_Exercise aim:_
Your answer should consist of the lines in the following data that contain "below".

Source records:
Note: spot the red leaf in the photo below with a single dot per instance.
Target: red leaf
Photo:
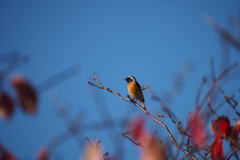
(5, 154)
(154, 150)
(237, 126)
(6, 106)
(197, 130)
(216, 149)
(136, 125)
(91, 152)
(219, 127)
(26, 95)
(232, 136)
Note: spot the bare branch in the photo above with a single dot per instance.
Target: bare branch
(100, 86)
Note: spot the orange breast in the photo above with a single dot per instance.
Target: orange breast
(134, 91)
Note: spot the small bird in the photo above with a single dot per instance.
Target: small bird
(134, 89)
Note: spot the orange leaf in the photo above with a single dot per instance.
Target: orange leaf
(6, 106)
(26, 95)
(216, 149)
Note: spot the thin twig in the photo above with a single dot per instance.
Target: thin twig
(136, 143)
(100, 86)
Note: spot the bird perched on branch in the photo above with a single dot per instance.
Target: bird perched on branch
(134, 89)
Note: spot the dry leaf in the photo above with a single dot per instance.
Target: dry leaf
(216, 149)
(6, 106)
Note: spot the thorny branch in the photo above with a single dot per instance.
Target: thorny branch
(100, 86)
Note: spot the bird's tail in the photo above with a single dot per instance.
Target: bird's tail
(143, 105)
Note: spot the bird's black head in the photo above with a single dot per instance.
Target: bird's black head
(130, 79)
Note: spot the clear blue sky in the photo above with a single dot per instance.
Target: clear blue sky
(151, 40)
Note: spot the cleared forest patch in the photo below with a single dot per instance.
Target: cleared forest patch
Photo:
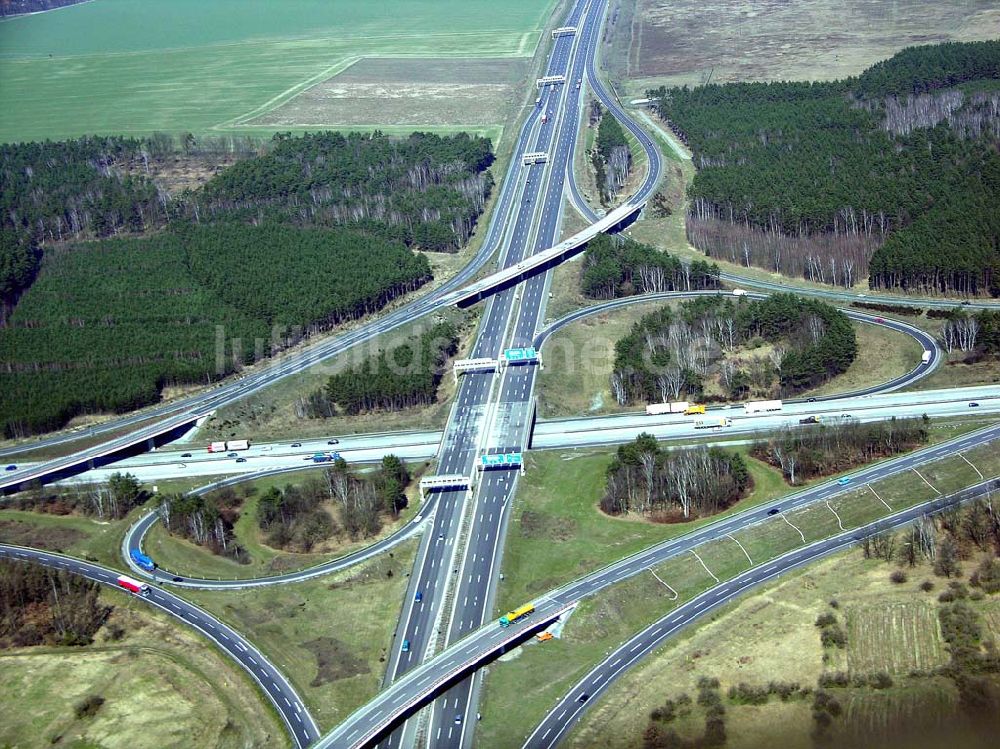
(685, 41)
(897, 637)
(435, 92)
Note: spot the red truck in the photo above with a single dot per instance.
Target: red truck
(133, 586)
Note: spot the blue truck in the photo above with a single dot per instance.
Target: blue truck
(142, 560)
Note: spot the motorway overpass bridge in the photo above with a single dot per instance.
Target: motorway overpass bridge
(111, 451)
(542, 261)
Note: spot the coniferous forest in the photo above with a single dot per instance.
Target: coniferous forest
(111, 288)
(893, 175)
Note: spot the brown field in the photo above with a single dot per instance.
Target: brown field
(683, 41)
(894, 637)
(427, 92)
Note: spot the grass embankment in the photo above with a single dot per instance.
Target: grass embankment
(162, 684)
(132, 68)
(330, 636)
(579, 360)
(519, 692)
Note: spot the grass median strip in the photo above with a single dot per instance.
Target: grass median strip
(546, 671)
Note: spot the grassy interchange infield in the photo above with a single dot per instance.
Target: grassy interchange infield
(131, 67)
(523, 685)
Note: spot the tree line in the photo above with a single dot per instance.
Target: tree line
(816, 180)
(806, 453)
(111, 500)
(297, 518)
(673, 485)
(615, 266)
(666, 354)
(42, 606)
(404, 376)
(105, 326)
(205, 519)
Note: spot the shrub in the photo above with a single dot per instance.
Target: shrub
(833, 636)
(88, 707)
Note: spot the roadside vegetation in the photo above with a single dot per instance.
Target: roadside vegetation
(320, 514)
(778, 346)
(81, 664)
(331, 636)
(80, 331)
(853, 211)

_Response area:_
Note: spot the red leaf in the photo below with a single dot per instance.
Note: spot the cleared forest patch in the photo below with a single dot per instance.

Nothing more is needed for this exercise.